- What this exercise asks:
a) From the time magic excerpt, list every step or condition needed for Time Shift to work.
b) Please answer these questions from the time magic excerpt, marking each answer to match:
(i) How is a death trap usually handled for NPCs?
(ii) What does a death trap pit against one another?
(iii) What does the difficulty of Time Shift depend on?
c) According to the time magic excerpt, why is time travel of less than a hundred years almost impossible?

It can also be used as a retreat for study, healing and other activities you don't want interrupted.

The most common combat use of this effect is to place a monster or deathtrap in the time cell beforehand, then banish your opponents into it. For players, this might be played out, but for NPCs it's usually made as an abstract roll. A death trap pits your Intrusion scores against one another; for each point he fails by, he takes one wound point. He must try until he succeeds, but may add any Wound Points taken in previous attempts to his rolls.

Time Shift

You can cause a shift in the time stream, causing temporal displacement in time or changing the way time affects things.

The difficulty does not depend on the amount of time bridged, but on the connection between the present time and place and your target. So, if you want to travel to the time of Ancient Egypt, go to the pyramids. Because of the amount of flux still swirling through recent events, time travel of less than a hundred years are almost impossible.

When using Time Shift, you must research the time you want to go to and its relationship to your own time, finding the exact spot and time when time shift is possible. This must be done as a part of the preparations for an adventure, in collaboration with he GM. If you manage to come to the specific time and place and spend the Magic points, the story usually depends on this effect, and thus it works. Otherwise, it fails.

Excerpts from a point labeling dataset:
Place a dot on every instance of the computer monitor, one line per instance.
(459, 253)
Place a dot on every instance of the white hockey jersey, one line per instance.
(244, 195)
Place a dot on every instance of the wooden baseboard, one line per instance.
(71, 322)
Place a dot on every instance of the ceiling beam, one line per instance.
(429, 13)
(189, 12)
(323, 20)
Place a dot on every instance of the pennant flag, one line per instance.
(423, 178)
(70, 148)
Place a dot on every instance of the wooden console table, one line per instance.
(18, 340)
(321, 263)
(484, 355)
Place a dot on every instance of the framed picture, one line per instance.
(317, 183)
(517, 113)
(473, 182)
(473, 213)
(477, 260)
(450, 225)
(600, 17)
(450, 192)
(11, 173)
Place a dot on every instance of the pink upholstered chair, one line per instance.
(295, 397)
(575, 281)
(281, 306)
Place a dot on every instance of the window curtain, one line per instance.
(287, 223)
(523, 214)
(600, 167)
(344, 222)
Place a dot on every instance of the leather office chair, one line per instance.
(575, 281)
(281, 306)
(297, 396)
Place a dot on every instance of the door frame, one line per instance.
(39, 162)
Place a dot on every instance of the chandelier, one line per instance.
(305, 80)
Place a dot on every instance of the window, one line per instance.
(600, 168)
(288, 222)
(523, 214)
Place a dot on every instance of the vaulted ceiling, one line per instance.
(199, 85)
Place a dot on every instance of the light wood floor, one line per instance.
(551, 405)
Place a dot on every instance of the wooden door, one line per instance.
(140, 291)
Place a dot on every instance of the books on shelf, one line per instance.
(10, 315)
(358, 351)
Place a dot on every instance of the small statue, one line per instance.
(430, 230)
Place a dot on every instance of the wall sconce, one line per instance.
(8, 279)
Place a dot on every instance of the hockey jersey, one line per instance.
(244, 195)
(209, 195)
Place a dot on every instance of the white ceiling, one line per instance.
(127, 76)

- Answers for this exercise:
a)
- Research the time you want to go to and its relationship to your own time.
- Find the exact spot and time when time shift is possible.
- Do this as part of the preparations for an adventure, in collaboration with the GM.
- Come to the specific time and place.
- Spend the Magic points.

b)
(i) It is usually made as an abstract roll.
(ii) Your Intrusion scores.
(iii) The connection between the present time and place and your target.

c) It is almost impossible because of the amount of flux still swirling through recent events.